## Documento fuente
□ □ □ □

Alto aquí. Como al desgaire, hemos llegado a un punto en que se precisa un enfoque un tanto más ahondador que el excelente en cuanto a capacidad descriptiva que se ha gastado el secretario general de la ONU, Ban Ki-moon: «Los recursos disponibles están sobreexplotados por el gran aumento poblacional, un tipo de consumo no sustentable, mala administración, contaminación, inversiones inadecuadas en infraestructura y poca eficiencia en el uso del agua».

Sí, ello es verdad, como verdad resulta el hecho de que «la carencia de servicios básicos se debe regularmente a un mal manejo, corrupción, falta de instituciones apropiadas, inercias burocráticas, déficit de nuevas inversiones en la creación de capacidades humanas y a la escasez de infraestructuras físicas». Pero, incluso en el caso de que se lograra una recabada convención internacional sobre el tema, que definiría un nuevo marco institucional planetario, considerando el del agua un derecho humano fundamental y protegiendo las reservas y su carácter de bien público, solo una consensual, explayada comprensión de la causa socioeconómica de la crisis serviría de pórtico, de premisa para prevenir el entuerto, o deshacerlo.

□ □ □ □

## Datos mostrados
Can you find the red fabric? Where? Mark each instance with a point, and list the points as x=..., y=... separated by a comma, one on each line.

□ □ □ □

## Enunciado
Transcribe del documento fuente el fragmento que se abre con las palabras que contienen "Sí, ello es" y se cierra con "entuerto, o deshacerlo.". Para responder, básate exclusivamente en el documento fuente.

## Resultado
Sí, ello es verdad, como verdad resulta el hecho de que «la carencia de servicios básicos se debe regularmente a un mal manejo, corrupción, falta de instituciones apropiadas, inercias burocráticas, déficit de nuevas inversiones en la creación de capacidades humanas y a la escasez de infraestructuras físicas». Pero, incluso en el caso de que se lograra una recabada convención internacional sobre el tema, que definiría un nuevo marco institucional planetario, considerando el del agua un derecho humano fundamental y protegiendo las reservas y su carácter de bien público, solo una consensual, explayada comprensión de la causa socioeconómica de la crisis serviría de pórtico, de premisa para prevenir el entuerto, o deshacerlo.